#### [КОРОТКАЯ ЗАДАЧА A]
Пожалуйста, замените в отрывке о Черубине де Габриак слово "невзрачная" на "неприметная". Приведите этот отрывок от слов "Услышав такое, Гюнтер" вниз до слов "является в действительности!".

━━ ЦИТИРУЕМЫЙ ТЕКСТ

Услышав такое, Гюнтер просто оцепенел. Он никак не мог и не хотел поверить в то, что стоящая перед ним невзрачная женщина и есть та самая Черубина де Габриак, в которую были заочно влюблены сам Гюнтер и его русские приятели по редакции "Аполлона". Конечно же Дмитриева лжет, хочет выглядеть более значительной, чем она является в действительности!
Словно угадав его мысли, Дмитриева сказала:
"Вы не верите? А если я докажу!"
Гюнтер холодно и снисходительно улыбнулся, а Дмитриева продолжала:
"Вы же знаете, что Черубина каждый день звонит в редакцию и говорит с Сергеем Константиновичем. Завтра я позвоню и спрошу о вас..."
Гюнтер, словно защищаясь, поднял руку:
"Но ведь тогда я должен буду рассказать, что вы мне сейчас сказали..."

━━━━
━━ СТРОКИ ДЛЯ ОБРАБОТКИ

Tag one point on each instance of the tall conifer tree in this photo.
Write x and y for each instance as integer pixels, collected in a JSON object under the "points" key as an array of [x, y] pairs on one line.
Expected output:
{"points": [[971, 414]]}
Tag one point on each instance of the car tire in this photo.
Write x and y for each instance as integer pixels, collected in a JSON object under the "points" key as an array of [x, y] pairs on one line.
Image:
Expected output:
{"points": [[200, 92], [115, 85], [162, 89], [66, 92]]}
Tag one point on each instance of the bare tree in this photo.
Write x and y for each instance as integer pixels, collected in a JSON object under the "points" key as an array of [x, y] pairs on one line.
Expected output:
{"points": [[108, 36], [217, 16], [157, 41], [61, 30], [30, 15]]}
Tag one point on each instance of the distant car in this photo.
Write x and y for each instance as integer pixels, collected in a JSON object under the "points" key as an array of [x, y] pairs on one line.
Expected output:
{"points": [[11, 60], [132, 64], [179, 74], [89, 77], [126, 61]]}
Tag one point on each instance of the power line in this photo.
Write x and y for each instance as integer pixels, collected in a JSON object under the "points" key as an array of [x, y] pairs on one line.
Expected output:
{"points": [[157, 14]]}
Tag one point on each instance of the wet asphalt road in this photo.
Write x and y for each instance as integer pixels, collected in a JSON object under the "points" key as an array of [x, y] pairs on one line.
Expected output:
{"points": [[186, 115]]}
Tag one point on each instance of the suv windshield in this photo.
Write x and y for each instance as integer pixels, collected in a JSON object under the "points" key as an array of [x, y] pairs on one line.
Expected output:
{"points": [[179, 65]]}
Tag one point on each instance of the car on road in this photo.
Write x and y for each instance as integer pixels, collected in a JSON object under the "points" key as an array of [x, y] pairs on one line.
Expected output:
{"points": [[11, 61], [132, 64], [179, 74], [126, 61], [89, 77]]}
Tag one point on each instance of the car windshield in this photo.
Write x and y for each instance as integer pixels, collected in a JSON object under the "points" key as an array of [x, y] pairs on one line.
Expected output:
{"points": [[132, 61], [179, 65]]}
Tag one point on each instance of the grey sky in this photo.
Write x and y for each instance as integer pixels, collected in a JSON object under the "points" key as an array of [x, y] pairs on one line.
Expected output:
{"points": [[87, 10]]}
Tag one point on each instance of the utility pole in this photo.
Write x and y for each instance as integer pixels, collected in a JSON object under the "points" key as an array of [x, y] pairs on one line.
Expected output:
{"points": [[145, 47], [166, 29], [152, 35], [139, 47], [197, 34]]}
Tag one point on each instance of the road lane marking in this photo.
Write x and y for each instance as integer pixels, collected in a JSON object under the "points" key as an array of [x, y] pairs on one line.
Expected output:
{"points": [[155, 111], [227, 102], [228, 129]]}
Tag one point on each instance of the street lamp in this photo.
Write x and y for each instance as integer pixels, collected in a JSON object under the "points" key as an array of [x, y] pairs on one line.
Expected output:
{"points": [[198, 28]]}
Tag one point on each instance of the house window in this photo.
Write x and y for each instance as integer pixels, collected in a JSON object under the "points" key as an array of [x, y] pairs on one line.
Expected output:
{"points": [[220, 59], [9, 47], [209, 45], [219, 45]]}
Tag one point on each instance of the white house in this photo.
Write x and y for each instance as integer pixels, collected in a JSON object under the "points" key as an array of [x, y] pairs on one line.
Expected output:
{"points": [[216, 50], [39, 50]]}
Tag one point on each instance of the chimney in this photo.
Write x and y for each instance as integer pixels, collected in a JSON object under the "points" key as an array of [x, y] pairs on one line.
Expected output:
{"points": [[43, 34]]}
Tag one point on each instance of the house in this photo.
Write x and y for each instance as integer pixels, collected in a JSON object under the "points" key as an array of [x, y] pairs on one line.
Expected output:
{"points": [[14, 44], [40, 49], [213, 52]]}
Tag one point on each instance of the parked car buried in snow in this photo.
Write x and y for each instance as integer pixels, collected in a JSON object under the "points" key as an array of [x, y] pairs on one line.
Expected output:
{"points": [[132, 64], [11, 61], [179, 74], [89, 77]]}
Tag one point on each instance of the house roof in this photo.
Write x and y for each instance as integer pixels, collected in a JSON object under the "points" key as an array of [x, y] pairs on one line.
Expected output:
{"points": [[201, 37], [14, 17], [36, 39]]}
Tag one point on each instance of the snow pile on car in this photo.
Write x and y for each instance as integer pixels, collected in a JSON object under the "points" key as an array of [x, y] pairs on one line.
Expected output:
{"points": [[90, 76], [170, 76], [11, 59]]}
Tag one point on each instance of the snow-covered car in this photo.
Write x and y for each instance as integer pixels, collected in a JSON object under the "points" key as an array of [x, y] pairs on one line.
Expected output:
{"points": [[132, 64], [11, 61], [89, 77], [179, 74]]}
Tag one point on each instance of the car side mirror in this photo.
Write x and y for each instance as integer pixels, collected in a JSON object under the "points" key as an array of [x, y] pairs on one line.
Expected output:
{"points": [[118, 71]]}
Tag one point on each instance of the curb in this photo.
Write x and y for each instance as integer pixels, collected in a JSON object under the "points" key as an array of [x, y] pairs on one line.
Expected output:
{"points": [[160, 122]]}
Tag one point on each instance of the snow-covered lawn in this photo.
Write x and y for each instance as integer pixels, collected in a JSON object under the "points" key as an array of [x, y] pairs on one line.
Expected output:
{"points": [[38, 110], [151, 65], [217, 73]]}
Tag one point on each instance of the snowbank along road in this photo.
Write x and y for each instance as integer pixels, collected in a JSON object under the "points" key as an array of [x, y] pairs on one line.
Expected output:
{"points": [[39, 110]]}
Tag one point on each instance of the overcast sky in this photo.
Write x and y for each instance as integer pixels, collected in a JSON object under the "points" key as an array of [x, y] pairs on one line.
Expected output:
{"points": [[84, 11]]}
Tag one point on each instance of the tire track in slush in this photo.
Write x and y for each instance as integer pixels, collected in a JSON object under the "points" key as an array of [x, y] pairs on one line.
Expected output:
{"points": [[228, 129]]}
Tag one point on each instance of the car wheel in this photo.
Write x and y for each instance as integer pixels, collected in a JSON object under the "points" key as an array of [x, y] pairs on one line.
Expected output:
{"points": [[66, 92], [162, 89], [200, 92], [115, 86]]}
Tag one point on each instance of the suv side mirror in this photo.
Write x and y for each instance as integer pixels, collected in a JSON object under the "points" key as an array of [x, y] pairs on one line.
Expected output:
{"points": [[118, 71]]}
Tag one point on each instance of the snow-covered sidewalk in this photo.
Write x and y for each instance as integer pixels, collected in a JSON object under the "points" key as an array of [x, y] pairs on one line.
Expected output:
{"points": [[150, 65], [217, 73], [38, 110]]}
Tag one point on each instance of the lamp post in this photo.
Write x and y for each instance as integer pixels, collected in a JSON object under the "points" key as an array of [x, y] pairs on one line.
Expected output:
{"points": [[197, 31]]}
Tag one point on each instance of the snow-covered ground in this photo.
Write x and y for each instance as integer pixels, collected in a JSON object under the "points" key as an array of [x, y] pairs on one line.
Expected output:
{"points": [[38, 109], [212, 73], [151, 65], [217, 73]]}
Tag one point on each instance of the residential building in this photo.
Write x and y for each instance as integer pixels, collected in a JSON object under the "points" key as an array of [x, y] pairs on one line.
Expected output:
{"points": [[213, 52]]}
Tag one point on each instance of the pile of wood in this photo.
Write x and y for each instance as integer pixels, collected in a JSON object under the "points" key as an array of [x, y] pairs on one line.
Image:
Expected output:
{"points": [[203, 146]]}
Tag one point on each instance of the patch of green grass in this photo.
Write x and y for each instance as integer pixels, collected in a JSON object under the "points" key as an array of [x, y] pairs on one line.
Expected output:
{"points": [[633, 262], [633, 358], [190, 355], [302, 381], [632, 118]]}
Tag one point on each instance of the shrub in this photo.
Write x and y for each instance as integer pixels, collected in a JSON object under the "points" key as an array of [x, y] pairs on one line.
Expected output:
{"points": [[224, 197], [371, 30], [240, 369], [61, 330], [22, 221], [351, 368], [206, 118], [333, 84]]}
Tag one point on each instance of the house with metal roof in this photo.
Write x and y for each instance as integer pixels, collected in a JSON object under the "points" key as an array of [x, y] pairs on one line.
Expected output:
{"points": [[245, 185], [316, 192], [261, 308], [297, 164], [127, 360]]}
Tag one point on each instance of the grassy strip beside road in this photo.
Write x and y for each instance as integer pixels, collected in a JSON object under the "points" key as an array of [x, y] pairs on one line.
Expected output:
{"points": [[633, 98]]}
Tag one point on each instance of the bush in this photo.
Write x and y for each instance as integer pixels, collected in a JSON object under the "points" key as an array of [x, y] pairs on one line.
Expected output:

━━━━

#### [КОРОТКАЯ ЗАДАЧА B]
Сообщите, сколько строк выше содержат слово "tire" с учетом регистра. В ответе укажите только число.

#### [ПРАВИЛЬНЫЙ ОТВЕТ A]
Услышав такое, Гюнтер просто оцепенел. Он никак не мог и не хотел поверить в то, что стоящая перед ним неприметная женщина и есть та самая Черубина де Габриак, в которую были заочно влюблены сам Гюнтер и его русские приятели по редакции "Аполлона". Конечно же Дмитриева лжет, хочет выглядеть более значительной, чем она является в действительности!

#### [ПРАВИЛЬНЫЙ ОТВЕТ B]
2